▶ Exercise aim: Which lines of the entries below run from the one holding "Our automated classifier says the bird's orange" to the one holding "Our automated classifier says the black", inclusive? Set down exactly those lines and no others.

Records excerpted from a collection
******
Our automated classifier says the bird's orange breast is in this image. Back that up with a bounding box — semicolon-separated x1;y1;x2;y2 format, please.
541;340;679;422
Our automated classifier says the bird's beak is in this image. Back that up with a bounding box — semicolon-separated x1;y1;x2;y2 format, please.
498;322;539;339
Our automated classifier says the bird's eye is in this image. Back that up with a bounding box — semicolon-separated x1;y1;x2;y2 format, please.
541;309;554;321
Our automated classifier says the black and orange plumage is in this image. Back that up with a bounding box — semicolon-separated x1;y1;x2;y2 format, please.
******
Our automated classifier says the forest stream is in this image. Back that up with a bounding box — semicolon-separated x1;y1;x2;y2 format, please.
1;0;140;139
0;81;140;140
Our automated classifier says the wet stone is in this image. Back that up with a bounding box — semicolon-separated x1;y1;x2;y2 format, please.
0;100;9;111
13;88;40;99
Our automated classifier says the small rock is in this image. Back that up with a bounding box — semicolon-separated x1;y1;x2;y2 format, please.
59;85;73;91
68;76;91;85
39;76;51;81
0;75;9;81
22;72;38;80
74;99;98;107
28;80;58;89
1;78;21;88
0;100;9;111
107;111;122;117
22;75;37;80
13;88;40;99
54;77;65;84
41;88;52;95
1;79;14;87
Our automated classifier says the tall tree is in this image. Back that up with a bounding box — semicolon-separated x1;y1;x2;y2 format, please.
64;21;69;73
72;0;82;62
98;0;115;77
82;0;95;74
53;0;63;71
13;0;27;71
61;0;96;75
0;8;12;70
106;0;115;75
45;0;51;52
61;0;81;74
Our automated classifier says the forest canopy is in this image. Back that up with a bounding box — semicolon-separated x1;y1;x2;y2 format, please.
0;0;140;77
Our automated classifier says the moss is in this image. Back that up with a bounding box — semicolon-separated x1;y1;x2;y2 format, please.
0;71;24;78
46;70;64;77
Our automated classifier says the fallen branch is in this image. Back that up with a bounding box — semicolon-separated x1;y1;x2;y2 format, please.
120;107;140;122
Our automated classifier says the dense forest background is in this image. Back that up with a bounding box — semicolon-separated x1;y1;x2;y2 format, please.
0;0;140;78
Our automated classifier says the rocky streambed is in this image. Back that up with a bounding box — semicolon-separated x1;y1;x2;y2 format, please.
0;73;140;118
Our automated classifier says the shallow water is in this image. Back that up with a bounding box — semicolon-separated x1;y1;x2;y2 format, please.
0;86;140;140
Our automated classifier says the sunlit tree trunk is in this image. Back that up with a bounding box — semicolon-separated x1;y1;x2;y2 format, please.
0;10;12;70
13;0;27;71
******
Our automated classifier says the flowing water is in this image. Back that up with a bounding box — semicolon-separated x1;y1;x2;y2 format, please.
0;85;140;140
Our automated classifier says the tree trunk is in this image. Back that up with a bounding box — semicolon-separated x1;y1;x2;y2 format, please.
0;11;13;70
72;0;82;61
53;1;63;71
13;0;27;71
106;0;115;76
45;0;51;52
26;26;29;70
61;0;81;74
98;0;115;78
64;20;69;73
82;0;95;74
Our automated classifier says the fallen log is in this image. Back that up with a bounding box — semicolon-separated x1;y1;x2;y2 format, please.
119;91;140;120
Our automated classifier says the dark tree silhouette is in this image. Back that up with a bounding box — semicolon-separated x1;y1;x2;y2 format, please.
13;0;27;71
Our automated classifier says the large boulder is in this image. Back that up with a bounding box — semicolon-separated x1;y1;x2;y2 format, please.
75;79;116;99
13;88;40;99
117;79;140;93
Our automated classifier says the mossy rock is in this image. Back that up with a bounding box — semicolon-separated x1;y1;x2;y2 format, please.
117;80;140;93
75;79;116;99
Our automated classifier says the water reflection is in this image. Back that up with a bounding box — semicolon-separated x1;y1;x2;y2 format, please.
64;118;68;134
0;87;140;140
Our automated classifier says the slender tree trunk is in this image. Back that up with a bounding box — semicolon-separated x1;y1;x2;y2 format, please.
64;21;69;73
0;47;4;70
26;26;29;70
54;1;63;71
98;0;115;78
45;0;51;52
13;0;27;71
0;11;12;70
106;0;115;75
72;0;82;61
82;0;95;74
******
▶ Task output:
Our automated classifier says the bird's orange breast is in this image. Back that up with a bounding box — semicolon-separated x1;y1;x2;y2 format, please.
541;340;679;422
Our automated classifier says the bird's beak is in this image. Back that up with a bounding box — semicolon-separated x1;y1;x2;y2 format, please.
498;322;539;339
Our automated classifier says the bird's eye is in this image. Back that up with a bounding box — semicolon-separated x1;y1;x2;y2 format, please.
541;309;554;321
Our automated classifier says the black and orange plumage is in this image. Back that up with a bounding box — semicolon-separated x1;y1;x2;y2 format, please.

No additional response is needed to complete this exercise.